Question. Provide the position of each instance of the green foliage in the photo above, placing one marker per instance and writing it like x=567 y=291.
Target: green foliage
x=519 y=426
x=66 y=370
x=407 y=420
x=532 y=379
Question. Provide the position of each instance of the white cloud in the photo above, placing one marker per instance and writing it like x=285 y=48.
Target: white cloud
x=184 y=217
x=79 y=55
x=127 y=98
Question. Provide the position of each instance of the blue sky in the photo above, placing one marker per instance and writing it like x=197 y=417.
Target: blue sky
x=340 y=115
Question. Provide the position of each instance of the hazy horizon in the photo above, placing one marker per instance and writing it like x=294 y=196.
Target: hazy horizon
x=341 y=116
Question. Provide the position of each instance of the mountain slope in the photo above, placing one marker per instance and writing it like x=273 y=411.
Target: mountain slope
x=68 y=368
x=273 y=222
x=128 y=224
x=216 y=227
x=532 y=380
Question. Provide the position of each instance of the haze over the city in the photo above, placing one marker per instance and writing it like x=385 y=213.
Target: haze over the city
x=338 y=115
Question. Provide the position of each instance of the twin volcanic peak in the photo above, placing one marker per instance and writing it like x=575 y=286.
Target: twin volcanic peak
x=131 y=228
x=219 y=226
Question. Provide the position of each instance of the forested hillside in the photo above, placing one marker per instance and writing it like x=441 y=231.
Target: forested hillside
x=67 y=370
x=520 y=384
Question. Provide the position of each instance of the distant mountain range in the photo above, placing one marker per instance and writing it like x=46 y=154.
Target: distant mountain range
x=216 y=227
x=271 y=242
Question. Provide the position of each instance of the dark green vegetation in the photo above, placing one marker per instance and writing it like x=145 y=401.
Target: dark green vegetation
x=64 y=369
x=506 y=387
:::::
• [What is required]
Reproduce the records above exactly, from the first line through the line containing "Question. Provide the position of each instance of the white", and output nothing else.

• [Task output]
Question. Provide the position of each instance of the green foliage in the photo above, placing one marker per instance and writing it like x=567 y=291.
Target: green foliage
x=519 y=426
x=66 y=370
x=407 y=420
x=532 y=379
Question. Provide the position of each instance of the white cloud in the photo above, placing one marker per instance and writing it like x=285 y=48.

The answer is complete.